▶ [CHALLENGE]:
Copy out the lines of the listing verbatim, starting at the line that contains "Guideline: for each instance of the grassy" and ending at the line that contains "Target: grassy hillside", both included.

--- START RECORDS FOR THE EXERCISE ---

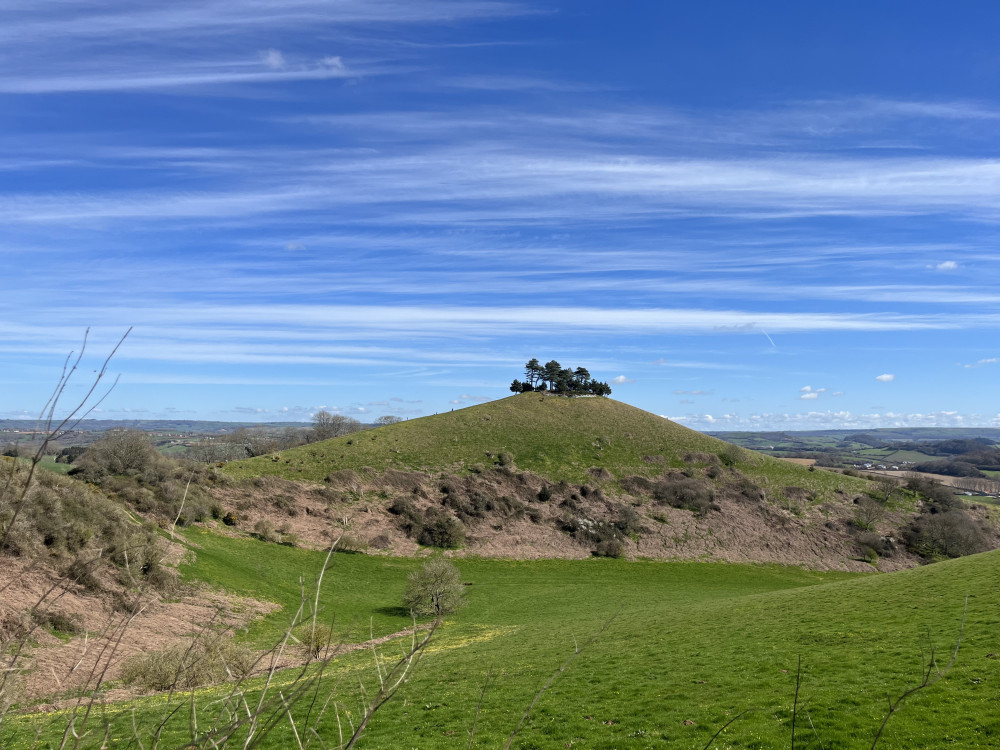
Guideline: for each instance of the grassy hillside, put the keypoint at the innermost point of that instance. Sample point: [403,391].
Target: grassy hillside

--- END RECORDS FOR THE EXERCISE ---
--- START RECORDS FOR THE EXERCISE ---

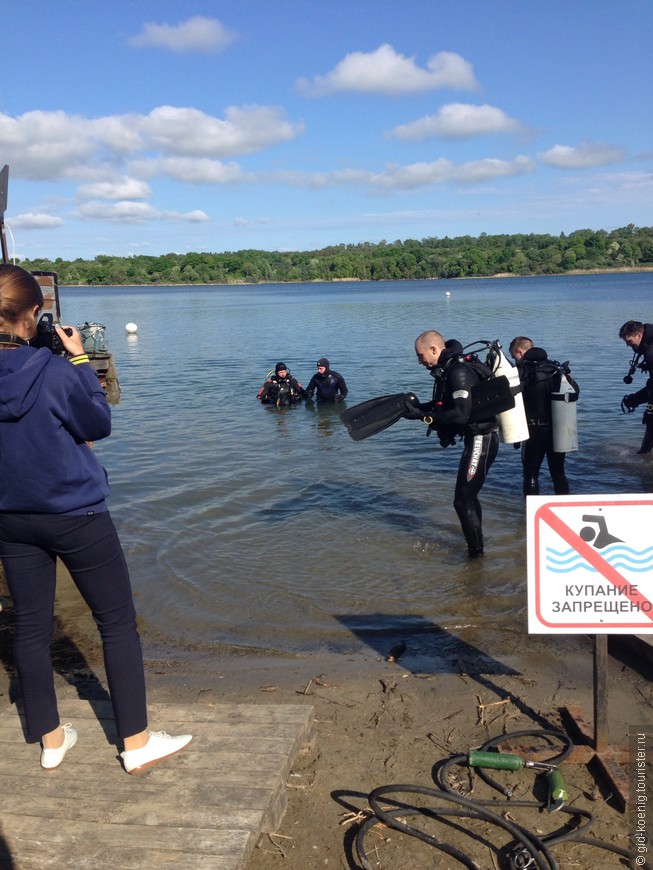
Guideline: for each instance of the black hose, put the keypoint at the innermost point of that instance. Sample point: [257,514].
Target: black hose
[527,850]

--- END RECORDS FOR THE EXERCISE ---
--- START RECORDS FOR THE EXERCISE ---

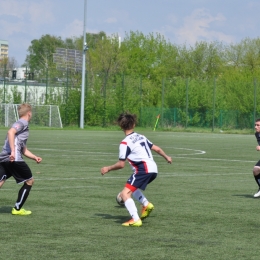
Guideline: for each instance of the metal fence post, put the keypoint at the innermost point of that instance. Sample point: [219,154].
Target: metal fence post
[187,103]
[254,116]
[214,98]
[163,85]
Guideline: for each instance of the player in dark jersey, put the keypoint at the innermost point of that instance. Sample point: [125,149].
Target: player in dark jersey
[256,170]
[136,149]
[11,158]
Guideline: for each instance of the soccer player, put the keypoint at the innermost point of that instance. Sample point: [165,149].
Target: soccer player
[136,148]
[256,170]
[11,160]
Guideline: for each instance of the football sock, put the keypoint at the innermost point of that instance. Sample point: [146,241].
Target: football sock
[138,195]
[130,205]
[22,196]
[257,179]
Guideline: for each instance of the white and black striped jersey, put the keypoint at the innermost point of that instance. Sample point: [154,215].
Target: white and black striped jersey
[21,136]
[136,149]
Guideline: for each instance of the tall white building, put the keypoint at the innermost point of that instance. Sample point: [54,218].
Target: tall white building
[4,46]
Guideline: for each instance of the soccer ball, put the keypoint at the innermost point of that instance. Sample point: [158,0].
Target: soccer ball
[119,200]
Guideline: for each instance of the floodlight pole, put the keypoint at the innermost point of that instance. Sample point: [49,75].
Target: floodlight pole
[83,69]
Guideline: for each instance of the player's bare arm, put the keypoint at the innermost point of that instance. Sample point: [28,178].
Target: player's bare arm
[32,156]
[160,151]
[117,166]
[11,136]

--- END RECORDS FOR THE EXERCISE ---

▶ [RESULT OF THIS EXERCISE]:
Guideline: for each instance of the grassy hillside, put the keypoint at the innermost point of that instance. Sample point: [403,391].
Target: grassy hillside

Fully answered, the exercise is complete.